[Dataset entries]
- - -
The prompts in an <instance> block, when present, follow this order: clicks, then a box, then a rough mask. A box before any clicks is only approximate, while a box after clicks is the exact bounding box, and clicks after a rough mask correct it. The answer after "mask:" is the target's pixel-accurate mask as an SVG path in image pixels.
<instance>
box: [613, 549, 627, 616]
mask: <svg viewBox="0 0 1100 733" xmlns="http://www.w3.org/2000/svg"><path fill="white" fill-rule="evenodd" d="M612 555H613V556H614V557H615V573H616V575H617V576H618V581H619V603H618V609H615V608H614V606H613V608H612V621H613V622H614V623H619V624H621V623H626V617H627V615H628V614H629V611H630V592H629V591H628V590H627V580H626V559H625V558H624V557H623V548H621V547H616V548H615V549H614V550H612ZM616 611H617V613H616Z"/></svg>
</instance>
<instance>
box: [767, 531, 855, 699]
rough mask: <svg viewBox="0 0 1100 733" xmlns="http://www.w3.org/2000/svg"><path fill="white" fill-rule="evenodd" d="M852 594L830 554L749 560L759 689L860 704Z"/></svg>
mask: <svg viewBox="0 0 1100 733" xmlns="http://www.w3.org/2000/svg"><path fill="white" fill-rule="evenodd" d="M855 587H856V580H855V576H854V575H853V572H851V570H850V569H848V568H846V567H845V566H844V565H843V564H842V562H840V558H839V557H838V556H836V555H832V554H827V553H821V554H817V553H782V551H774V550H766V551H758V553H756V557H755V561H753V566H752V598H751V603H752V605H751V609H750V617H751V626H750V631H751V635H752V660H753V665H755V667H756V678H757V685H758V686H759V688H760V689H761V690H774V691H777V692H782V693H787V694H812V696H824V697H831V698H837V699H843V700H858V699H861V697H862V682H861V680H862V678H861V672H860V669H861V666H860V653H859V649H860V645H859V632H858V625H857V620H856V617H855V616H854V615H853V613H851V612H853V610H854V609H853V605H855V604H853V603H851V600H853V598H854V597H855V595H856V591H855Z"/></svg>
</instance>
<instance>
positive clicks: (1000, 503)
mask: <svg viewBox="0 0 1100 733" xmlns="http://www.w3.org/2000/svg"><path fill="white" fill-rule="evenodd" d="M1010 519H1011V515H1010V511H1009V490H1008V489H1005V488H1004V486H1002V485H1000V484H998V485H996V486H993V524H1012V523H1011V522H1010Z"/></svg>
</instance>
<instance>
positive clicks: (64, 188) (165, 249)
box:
- - -
Repeat all the entries exactly as given.

The prompts in an <instance> block, when present, follow this order: clicks, then a box, then a rough mask. A box before any clicks is only approximate, while a box after clicks is the exact bounding box, and clicks after a rough mask correct it. The answer after "mask:" is the target's pixel-accurate mask as an SVG path in image pixels.
<instance>
box: [613, 549, 627, 616]
mask: <svg viewBox="0 0 1100 733" xmlns="http://www.w3.org/2000/svg"><path fill="white" fill-rule="evenodd" d="M612 555H613V556H614V557H615V573H616V575H617V576H618V581H619V603H618V609H615V608H614V606H613V608H612V621H613V622H614V623H619V624H621V623H626V617H627V615H628V614H629V611H630V592H629V591H628V590H627V580H626V559H625V558H624V557H623V548H621V547H616V548H615V549H614V550H612ZM616 611H617V613H616Z"/></svg>
</instance>
<instance>
box: [767, 531, 855, 699]
rough mask: <svg viewBox="0 0 1100 733" xmlns="http://www.w3.org/2000/svg"><path fill="white" fill-rule="evenodd" d="M852 594L830 554L749 560L759 689L860 704Z"/></svg>
mask: <svg viewBox="0 0 1100 733" xmlns="http://www.w3.org/2000/svg"><path fill="white" fill-rule="evenodd" d="M855 587H856V580H855V576H854V575H853V572H851V570H850V569H848V568H846V567H845V566H844V565H843V564H842V562H840V558H839V557H838V556H836V555H832V554H827V553H821V554H817V553H782V551H774V550H766V551H758V553H756V557H755V561H753V566H752V598H751V603H752V605H751V609H750V617H751V626H750V631H751V635H752V660H753V665H755V667H756V678H757V685H758V686H759V688H760V689H761V690H774V691H777V692H782V693H787V694H812V696H824V697H831V698H837V699H843V700H858V699H861V697H862V682H861V680H862V678H861V672H860V669H861V666H860V653H859V649H860V645H859V632H858V625H857V620H856V617H855V616H854V615H853V613H851V612H853V610H854V609H853V605H855V604H853V603H851V600H853V598H854V597H855V595H856V591H855Z"/></svg>
</instance>
<instance>
positive clicks: (1000, 503)
mask: <svg viewBox="0 0 1100 733" xmlns="http://www.w3.org/2000/svg"><path fill="white" fill-rule="evenodd" d="M1010 519H1011V515H1010V511H1009V490H1008V489H1005V488H1004V486H1002V485H1000V484H998V485H996V486H993V524H1012V523H1011V522H1010Z"/></svg>
</instance>
<instance>
positive clicks: (64, 188) (165, 249)
box:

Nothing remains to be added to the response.